EXCERPTED DATA ->
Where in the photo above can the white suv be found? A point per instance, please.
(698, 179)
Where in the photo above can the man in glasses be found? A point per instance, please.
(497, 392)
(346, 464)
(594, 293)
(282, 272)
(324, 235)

PROBLEM STATEMENT -> None of the records may be skipped; each is to be repeated exactly.

SOLVED PROBLEM ->
Where in the photo above can the white suv be found? A point per instance, please.
(698, 179)
Where in the photo above can the man in glasses be found? A point per instance, please.
(497, 392)
(346, 464)
(594, 293)
(282, 272)
(324, 235)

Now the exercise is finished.